[Problem description]: Convert the records, everything from the line containing "Trace the outline of every instance of the number" down to the line containing "[[5, 12], [53, 12], [53, 3], [5, 3]]", into a two-column CSV headed instruction and polygon. Pair each text with its answer on one row, with each value in a single quoted field and line breaks replaced by spaces.

═══ Extracted material ═══

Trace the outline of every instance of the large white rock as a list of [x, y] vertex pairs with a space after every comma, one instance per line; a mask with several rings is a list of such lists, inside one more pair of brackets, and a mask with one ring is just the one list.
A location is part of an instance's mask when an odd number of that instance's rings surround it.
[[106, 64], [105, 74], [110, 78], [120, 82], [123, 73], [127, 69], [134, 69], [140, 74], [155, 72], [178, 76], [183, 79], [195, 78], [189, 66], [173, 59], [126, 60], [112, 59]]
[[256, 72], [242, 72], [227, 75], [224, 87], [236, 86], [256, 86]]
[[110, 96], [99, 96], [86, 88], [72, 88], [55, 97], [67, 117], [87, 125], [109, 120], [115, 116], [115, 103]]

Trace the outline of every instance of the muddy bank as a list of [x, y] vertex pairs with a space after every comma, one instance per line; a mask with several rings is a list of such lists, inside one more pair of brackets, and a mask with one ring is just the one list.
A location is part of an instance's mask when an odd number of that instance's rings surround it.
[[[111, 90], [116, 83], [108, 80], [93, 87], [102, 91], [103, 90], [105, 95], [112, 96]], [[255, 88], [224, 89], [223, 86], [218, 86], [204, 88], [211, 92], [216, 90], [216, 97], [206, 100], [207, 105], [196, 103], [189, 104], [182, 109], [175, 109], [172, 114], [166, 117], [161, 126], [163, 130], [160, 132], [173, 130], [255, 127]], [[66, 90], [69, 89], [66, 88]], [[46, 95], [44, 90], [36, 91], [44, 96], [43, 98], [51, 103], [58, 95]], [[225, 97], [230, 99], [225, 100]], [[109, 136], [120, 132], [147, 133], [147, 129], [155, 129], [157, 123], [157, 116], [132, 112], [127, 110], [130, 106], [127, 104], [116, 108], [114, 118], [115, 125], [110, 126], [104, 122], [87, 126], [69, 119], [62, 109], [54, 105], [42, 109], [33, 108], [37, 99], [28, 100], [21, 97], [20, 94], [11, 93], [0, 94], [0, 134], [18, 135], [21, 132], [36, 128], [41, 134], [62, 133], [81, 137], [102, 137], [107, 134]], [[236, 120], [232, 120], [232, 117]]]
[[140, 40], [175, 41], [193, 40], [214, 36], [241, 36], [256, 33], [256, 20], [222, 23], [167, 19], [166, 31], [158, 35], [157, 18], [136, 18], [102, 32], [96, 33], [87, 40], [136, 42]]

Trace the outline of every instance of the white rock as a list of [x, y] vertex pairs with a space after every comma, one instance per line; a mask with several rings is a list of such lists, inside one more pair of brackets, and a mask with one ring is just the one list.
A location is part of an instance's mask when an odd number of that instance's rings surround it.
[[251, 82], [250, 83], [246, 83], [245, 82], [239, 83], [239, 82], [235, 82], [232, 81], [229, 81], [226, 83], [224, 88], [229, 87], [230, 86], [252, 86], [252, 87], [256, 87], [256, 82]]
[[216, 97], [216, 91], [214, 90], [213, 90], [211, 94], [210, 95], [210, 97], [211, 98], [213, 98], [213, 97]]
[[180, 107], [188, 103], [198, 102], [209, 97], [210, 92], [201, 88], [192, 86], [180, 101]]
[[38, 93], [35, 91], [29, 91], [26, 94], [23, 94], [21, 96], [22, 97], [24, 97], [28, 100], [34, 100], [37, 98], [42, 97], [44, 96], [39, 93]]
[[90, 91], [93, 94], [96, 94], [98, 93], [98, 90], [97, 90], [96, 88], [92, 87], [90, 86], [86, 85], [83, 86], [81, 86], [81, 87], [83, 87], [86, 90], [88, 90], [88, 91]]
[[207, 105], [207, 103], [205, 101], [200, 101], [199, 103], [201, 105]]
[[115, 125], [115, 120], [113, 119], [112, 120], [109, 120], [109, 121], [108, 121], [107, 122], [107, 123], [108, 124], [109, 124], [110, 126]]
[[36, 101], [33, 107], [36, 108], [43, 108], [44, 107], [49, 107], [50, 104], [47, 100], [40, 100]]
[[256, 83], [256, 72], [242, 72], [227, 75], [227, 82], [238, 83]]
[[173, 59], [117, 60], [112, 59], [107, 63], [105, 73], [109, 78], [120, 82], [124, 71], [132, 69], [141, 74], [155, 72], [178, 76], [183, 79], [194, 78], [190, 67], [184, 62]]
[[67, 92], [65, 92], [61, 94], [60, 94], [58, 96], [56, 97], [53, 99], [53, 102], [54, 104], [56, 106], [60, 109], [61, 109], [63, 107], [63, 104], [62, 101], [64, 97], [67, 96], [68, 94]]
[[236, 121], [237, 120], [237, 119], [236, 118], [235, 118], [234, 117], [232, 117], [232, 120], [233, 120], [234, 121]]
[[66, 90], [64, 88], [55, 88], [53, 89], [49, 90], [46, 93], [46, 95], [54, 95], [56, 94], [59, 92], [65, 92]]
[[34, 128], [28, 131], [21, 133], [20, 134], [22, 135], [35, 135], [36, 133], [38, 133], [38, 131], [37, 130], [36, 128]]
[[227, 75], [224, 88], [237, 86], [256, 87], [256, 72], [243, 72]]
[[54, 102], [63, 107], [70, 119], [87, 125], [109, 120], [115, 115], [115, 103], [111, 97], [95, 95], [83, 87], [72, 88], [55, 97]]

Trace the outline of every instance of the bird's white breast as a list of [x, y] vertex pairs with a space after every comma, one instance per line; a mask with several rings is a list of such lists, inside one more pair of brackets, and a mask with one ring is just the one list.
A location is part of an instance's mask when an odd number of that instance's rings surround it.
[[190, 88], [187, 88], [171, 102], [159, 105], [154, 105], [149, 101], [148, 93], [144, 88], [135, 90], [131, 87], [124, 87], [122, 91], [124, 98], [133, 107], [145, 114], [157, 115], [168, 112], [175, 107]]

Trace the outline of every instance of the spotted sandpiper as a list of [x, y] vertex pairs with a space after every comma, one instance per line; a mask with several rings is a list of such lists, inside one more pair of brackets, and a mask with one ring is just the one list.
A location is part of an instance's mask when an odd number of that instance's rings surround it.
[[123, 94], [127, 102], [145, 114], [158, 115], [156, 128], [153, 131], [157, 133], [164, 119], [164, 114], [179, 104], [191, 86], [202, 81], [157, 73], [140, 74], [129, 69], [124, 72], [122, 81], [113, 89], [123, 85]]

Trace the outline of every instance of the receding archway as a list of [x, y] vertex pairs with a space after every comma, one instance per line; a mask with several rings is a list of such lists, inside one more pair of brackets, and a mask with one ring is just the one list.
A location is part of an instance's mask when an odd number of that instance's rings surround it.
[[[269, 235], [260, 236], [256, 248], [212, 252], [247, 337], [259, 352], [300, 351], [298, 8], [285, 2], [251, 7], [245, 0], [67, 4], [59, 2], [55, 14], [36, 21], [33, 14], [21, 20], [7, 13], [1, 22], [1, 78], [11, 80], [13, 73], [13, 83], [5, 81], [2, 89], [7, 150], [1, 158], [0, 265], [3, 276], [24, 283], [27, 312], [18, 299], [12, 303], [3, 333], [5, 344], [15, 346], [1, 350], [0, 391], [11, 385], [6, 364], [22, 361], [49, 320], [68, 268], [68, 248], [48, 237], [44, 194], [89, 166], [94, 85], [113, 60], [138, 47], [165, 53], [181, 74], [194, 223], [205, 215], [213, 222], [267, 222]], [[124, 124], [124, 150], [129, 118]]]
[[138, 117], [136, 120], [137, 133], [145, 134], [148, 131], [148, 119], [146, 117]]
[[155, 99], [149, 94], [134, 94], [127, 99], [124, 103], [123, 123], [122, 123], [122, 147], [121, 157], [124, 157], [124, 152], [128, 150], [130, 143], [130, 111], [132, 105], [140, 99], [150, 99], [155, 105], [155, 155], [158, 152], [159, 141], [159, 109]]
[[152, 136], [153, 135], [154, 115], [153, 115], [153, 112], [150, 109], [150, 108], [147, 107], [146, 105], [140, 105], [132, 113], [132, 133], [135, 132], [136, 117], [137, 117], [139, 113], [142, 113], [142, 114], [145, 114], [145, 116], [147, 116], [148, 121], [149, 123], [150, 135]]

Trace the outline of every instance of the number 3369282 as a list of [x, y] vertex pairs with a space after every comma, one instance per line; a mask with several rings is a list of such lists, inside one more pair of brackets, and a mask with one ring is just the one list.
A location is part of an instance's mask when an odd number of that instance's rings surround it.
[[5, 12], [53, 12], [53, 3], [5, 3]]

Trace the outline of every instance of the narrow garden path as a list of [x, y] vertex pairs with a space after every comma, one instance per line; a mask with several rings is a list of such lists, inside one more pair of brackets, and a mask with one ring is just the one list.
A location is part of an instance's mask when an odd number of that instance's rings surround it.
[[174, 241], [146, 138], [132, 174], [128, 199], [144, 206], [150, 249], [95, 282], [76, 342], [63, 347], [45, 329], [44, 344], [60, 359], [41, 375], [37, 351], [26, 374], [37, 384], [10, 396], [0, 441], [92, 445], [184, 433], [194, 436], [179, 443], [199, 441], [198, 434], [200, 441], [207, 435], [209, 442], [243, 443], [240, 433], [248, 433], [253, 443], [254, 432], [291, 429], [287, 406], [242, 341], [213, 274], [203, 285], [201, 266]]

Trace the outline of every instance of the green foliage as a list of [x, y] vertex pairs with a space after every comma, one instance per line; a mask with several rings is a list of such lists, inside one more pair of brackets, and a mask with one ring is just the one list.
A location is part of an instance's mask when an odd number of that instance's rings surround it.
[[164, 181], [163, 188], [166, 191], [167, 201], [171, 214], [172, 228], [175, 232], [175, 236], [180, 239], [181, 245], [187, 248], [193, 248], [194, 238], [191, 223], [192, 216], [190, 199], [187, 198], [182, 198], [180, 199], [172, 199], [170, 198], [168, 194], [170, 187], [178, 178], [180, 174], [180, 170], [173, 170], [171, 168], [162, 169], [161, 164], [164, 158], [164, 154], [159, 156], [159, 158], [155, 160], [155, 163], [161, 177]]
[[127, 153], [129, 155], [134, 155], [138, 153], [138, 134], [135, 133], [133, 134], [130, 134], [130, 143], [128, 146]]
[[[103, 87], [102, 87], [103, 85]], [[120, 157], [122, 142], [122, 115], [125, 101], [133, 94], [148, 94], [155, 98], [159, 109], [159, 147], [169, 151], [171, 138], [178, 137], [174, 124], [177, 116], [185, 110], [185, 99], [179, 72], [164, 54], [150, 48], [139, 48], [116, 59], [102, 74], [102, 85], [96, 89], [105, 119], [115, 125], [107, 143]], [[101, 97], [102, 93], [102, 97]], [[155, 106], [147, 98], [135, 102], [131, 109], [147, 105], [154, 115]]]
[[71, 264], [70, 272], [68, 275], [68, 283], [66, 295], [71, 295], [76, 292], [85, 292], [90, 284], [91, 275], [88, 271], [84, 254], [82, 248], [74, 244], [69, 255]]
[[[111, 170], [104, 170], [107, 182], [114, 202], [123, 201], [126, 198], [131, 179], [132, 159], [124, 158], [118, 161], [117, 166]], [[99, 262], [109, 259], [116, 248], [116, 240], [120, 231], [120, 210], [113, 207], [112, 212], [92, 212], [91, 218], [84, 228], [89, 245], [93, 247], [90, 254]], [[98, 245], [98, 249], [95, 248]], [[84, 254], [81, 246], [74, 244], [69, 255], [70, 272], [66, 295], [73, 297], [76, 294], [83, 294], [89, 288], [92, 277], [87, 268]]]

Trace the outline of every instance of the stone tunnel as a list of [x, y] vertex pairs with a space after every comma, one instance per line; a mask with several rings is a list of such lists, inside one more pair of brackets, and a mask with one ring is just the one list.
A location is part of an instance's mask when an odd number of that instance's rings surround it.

═══

[Response to the task]:
instruction,polygon
"Trace the outline of every instance of the number 3369282 as a list of [x, y] vertex pairs with a space after every comma, one instance per line; a mask with several rings is a list of such lists, inside one more pair of brackets, and a mask with one ring is just the one list. A location is part of an instance's mask when an odd number of that instance's rings surround it.","[[5, 12], [53, 12], [53, 3], [5, 3]]"